> **Détails consigne**
Recopiez sans rien changer tout le passage de la chronique de livres, depuis « Signe des temps, de » jusqu'à « ou Osamu Dazai. ».

En bref : conjugaisons du politique

Signe des temps, de la fin de la période estivale ? Cette nouvelle livraison a une saveur politique. On s’y interroge sur l’écologisme, le séga à Maurice, la politique chinoise en Afrique, en même temps qu’on lit des textes de Mo Yan ou Osamu Dazai.

Dominique Meens  | Pêche à pied augmenté du Zoo de Vélimir Khlebnikov. Graphies orales de Jim Skull. Pontcerq, 190 p., 24,50 €

Dominique Meens écrit d’une île, probablement Oléron. Il va à l’écriture comme on va à la pêche à pied – titre de son livre –, quand l’océan se retire. Il arpente ainsi, au fil des phrases et des jours, des rivages où il ramasse, en fouillant et creusant sous les mots, des fragments de pensée, des sensations, des échos de la nature où les oiseaux et leur chant tiennent une place incontournable. Ceux-ci viennent d’ailleurs régulièrement rythmer le livre par de larges séquences « plumes et poils » où l’auteur excelle dans la description sur le vif à tel moment de l’heure et de la saison. Les matériaux qu’il collecte, dans sa propre sensibilité, celle des autres et dans la vie, avec ses déchets, il les rassemble sur la page en une sorte de mosaïque ou plutôt en un labyrinthe, car il y a chez cet auteur un désir d’égarement, de mise en déroute de la logique banale pour des chemins de traverse : se perdre pour mieux se trouver.

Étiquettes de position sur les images
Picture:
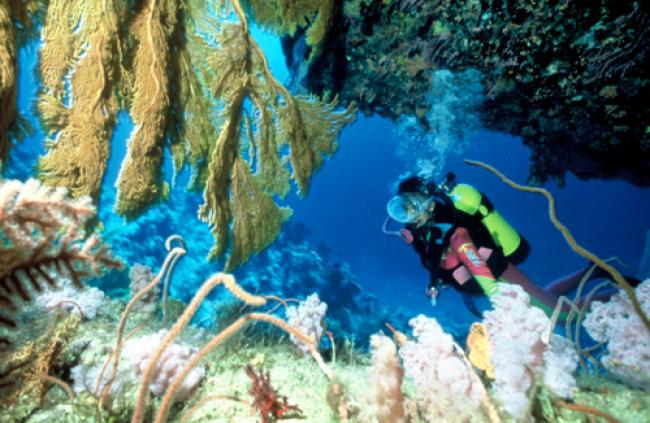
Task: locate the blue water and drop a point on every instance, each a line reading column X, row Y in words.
column 345, row 207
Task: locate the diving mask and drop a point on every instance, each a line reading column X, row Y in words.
column 404, row 209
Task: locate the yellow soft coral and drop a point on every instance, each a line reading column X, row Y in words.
column 307, row 126
column 77, row 158
column 8, row 70
column 198, row 80
column 478, row 345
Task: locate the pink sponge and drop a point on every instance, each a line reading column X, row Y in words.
column 138, row 351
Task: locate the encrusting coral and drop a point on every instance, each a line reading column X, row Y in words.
column 13, row 126
column 185, row 70
column 42, row 239
column 80, row 44
column 8, row 71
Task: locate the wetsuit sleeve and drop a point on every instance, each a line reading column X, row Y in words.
column 462, row 244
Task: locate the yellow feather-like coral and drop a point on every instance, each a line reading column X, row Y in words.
column 139, row 181
column 257, row 219
column 311, row 128
column 8, row 71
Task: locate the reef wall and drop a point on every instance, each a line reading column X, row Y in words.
column 569, row 77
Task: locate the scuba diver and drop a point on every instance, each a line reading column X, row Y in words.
column 465, row 243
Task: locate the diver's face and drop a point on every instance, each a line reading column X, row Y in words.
column 423, row 216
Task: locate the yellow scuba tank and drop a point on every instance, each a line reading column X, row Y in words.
column 468, row 199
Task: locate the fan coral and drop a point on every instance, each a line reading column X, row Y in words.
column 185, row 71
column 515, row 329
column 138, row 352
column 616, row 323
column 42, row 237
column 445, row 388
column 308, row 319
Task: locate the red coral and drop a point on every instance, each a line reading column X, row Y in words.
column 270, row 405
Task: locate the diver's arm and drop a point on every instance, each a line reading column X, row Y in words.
column 468, row 254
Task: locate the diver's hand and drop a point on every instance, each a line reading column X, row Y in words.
column 432, row 292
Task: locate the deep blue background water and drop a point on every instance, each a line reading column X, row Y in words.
column 345, row 207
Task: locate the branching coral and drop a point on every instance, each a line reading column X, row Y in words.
column 286, row 16
column 81, row 45
column 186, row 70
column 308, row 127
column 266, row 400
column 8, row 65
column 139, row 182
column 22, row 12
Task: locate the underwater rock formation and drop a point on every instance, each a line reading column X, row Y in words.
column 570, row 77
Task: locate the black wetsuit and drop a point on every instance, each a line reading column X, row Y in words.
column 431, row 240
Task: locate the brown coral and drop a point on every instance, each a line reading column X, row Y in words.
column 42, row 237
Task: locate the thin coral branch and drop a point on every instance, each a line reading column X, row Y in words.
column 220, row 278
column 8, row 77
column 210, row 398
column 585, row 409
column 578, row 249
column 168, row 398
column 66, row 387
column 172, row 257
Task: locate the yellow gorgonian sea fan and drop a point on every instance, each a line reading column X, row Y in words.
column 196, row 82
column 139, row 181
column 80, row 44
column 307, row 126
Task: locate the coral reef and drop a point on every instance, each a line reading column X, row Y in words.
column 514, row 328
column 266, row 400
column 42, row 238
column 138, row 352
column 570, row 78
column 30, row 365
column 308, row 317
column 184, row 71
column 616, row 324
column 445, row 387
column 385, row 402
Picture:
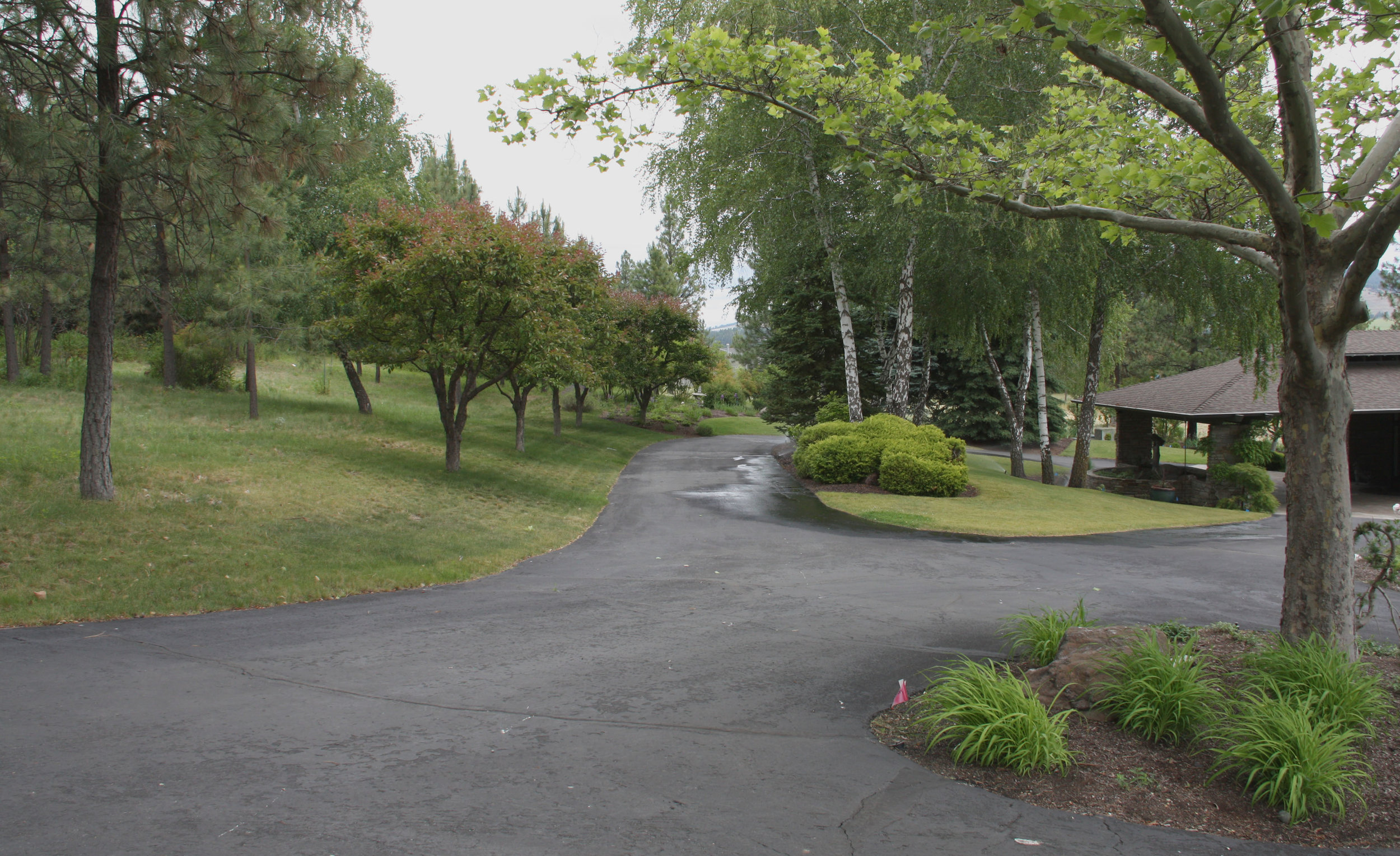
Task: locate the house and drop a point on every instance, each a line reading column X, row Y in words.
column 1228, row 397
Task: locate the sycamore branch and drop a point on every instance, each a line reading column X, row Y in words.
column 1368, row 172
column 1348, row 310
column 1292, row 71
column 1253, row 256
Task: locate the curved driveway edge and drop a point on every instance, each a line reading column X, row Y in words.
column 692, row 676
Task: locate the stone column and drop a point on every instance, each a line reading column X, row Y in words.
column 1135, row 439
column 1224, row 437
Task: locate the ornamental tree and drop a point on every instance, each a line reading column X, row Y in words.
column 452, row 293
column 1227, row 122
column 659, row 343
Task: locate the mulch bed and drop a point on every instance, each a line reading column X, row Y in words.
column 1126, row 777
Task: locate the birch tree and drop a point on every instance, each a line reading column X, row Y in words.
column 1224, row 122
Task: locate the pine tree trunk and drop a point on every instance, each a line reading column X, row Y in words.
column 362, row 397
column 843, row 305
column 454, row 452
column 46, row 332
column 903, row 356
column 1042, row 405
column 922, row 413
column 96, row 447
column 580, row 395
column 12, row 344
column 1084, row 431
column 163, row 276
column 251, row 369
column 1318, row 573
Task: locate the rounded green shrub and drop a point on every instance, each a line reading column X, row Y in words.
column 908, row 475
column 958, row 448
column 886, row 425
column 1255, row 484
column 903, row 473
column 920, row 447
column 824, row 430
column 839, row 459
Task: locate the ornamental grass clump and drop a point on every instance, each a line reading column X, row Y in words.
column 1040, row 634
column 1312, row 670
column 1160, row 693
column 995, row 719
column 1290, row 756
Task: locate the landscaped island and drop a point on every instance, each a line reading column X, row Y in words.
column 1014, row 507
column 1207, row 729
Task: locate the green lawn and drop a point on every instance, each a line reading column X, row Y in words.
column 312, row 501
column 1110, row 450
column 1015, row 507
column 723, row 425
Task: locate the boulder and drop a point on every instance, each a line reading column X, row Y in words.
column 1081, row 665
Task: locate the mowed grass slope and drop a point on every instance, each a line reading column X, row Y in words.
column 1018, row 508
column 312, row 501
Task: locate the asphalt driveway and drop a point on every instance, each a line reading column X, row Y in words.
column 692, row 676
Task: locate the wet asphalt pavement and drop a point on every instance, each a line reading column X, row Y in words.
column 692, row 676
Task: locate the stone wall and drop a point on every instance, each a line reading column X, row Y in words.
column 1192, row 486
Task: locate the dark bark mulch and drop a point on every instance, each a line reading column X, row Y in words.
column 1122, row 775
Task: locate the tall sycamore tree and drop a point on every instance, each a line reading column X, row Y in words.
column 1225, row 122
column 206, row 90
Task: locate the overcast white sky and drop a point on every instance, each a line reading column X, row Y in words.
column 440, row 52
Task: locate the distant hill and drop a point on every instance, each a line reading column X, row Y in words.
column 724, row 333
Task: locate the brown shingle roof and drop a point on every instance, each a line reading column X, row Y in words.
column 1374, row 343
column 1228, row 389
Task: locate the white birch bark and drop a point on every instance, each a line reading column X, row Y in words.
column 903, row 356
column 1042, row 405
column 843, row 305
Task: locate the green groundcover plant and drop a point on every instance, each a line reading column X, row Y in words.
column 1290, row 756
column 995, row 719
column 1161, row 693
column 1337, row 689
column 1040, row 634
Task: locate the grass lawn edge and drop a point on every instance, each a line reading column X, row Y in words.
column 1010, row 537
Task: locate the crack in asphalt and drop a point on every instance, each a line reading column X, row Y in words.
column 625, row 723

> **Résultat obtenu**
Signe des temps, de la fin de la période estivale ? Cette nouvelle livraison a une saveur politique. On s’y interroge sur l’écologisme, le séga à Maurice, la politique chinoise en Afrique, en même temps qu’on lit des textes de Mo Yan ou Osamu Dazai.